## Directions
Find the lines in the material below that include the word "girl", count them, and give that count alone.

## Extracted material
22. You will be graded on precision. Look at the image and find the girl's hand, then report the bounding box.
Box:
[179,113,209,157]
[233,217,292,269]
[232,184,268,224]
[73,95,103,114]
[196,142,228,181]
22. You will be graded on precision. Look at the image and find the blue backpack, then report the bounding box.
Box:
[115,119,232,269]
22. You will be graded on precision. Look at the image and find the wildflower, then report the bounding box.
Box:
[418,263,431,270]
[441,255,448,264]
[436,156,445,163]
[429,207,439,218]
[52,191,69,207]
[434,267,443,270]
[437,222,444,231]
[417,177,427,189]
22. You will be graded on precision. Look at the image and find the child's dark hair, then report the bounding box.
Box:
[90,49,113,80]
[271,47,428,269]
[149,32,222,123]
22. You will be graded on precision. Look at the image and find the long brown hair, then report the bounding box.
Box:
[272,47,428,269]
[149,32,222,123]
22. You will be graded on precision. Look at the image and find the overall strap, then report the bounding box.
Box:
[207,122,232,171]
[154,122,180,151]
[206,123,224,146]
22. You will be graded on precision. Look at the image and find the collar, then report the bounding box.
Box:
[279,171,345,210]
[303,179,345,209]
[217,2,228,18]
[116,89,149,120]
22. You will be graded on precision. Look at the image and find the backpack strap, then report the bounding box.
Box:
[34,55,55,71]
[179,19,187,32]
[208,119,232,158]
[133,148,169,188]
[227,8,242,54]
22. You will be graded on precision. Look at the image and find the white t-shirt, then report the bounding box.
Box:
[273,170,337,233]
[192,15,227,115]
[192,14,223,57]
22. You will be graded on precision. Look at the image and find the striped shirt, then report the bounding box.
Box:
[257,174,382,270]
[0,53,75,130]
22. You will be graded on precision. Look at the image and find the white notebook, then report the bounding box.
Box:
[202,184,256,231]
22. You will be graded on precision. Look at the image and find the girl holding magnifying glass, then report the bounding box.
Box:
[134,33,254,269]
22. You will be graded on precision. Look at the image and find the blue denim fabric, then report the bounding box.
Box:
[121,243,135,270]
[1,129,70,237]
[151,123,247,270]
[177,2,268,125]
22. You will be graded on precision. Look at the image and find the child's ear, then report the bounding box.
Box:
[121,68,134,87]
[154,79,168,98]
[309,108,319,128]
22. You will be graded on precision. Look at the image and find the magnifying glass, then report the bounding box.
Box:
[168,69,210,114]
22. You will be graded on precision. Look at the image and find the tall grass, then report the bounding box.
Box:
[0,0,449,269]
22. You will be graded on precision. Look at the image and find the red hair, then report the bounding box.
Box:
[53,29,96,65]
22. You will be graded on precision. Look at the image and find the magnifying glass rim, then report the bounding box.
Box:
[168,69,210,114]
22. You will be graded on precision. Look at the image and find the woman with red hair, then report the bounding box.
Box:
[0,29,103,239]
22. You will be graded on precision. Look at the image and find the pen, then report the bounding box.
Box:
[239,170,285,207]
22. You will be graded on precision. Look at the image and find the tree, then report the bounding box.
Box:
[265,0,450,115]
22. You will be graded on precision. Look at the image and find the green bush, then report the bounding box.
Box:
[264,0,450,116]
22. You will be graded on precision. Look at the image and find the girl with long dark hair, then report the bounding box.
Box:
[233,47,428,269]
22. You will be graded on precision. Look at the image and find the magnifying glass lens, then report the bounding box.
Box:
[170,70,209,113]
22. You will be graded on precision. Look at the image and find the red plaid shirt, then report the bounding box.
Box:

## Output for this task
3